That’s what it was like for me: constant survival mode. I felt like, at any moment, I was going to be abandoned, left alone, forgotten. I fought to be noticed. Fought to be heard. Fought to be “loved.”

But despite my constant attention-seeking efforts, I never got what I truly wanted. I never felt loved for exactly who I was because I never showed her to anyone! I showed the world the person I thought it wanted to see, and I used other people as characters in my personal drama.

So that is the biggest irony: because I was so desperately hungry for love, I couldn’t have it. Because I so deeply craved attention, I repelled people away from me. Then, these experiences reaffirmed my biggest fear: there wasn’t enough. I wasn’t enough. So I’d grasp more, cling more, lie more.

Too often, people talk about attention seeking like it’s a character flaw. I see it as an addiction.

When we’re trying to fill a love-sized hole, it doesn’t matter what we’re trying to stuff into it: drugs, money, alcohol, approval, sex. If it’s not love, it won’t truly satisfy us. We’ll keep wanting more and more.

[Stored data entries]
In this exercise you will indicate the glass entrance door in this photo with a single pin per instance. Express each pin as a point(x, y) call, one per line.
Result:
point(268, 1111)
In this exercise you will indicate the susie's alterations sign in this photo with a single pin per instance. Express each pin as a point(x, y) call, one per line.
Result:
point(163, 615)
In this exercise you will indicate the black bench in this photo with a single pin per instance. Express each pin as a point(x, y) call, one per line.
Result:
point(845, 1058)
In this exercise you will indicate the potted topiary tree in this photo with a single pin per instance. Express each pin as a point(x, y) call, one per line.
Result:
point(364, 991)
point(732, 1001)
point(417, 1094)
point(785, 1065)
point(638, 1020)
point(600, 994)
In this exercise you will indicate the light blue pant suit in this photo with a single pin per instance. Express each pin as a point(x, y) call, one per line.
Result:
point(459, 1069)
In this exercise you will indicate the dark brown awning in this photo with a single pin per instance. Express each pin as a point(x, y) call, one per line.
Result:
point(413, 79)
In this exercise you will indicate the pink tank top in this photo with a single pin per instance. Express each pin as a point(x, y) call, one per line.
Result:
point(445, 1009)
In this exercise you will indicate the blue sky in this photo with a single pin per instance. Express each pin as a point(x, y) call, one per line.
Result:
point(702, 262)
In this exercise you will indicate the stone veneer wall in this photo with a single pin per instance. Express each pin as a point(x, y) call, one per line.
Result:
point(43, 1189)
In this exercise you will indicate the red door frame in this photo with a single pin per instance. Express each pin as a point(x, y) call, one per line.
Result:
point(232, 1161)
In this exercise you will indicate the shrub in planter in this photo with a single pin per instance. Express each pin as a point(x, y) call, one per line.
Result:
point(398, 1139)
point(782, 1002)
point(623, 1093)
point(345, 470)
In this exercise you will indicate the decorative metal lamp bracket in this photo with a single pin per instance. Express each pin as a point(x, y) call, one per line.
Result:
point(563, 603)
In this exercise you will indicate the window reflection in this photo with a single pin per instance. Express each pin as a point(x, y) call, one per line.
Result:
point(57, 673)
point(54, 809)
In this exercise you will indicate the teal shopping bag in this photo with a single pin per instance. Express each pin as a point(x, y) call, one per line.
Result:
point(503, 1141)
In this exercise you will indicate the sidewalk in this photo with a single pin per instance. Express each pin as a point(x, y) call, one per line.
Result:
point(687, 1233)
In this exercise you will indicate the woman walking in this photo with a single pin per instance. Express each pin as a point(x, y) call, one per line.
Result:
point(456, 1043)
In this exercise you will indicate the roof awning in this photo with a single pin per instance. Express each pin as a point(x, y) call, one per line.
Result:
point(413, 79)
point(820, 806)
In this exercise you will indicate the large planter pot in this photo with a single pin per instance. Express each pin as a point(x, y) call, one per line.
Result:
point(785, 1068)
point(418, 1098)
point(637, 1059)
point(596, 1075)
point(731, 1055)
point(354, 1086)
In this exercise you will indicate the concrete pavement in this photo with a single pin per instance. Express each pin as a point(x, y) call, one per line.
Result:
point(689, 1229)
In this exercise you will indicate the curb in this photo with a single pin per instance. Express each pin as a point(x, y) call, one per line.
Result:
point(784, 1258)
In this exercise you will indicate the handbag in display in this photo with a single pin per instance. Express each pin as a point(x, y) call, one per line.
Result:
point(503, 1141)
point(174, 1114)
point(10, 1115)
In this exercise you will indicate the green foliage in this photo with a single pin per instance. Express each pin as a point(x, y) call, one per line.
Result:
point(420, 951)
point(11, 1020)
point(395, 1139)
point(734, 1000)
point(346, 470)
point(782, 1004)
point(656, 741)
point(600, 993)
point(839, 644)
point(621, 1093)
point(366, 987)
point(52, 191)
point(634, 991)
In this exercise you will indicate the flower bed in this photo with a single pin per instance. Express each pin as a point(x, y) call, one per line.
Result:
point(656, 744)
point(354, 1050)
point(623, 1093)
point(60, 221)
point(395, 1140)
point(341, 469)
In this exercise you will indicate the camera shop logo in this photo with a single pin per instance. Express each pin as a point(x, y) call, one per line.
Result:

• [EXERCISE DETAILS] Could you copy the passage on attention seeking, beginning at the words "So that is the" and stopping after "more and more.", renaming "addiction" to "compulsion"? The material isn't needed here.

• [TASK SOLUTION]
So that is the biggest irony: because I was so desperately hungry for love, I couldn’t have it. Because I so deeply craved attention, I repelled people away from me. Then, these experiences reaffirmed my biggest fear: there wasn’t enough. I wasn’t enough. So I’d grasp more, cling more, lie more.

Too often, people talk about attention seeking like it’s a character flaw. I see it as an compulsion.

When we’re trying to fill a love-sized hole, it doesn’t matter what we’re trying to stuff into it: drugs, money, alcohol, approval, sex. If it’s not love, it won’t truly satisfy us. We’ll keep wanting more and more.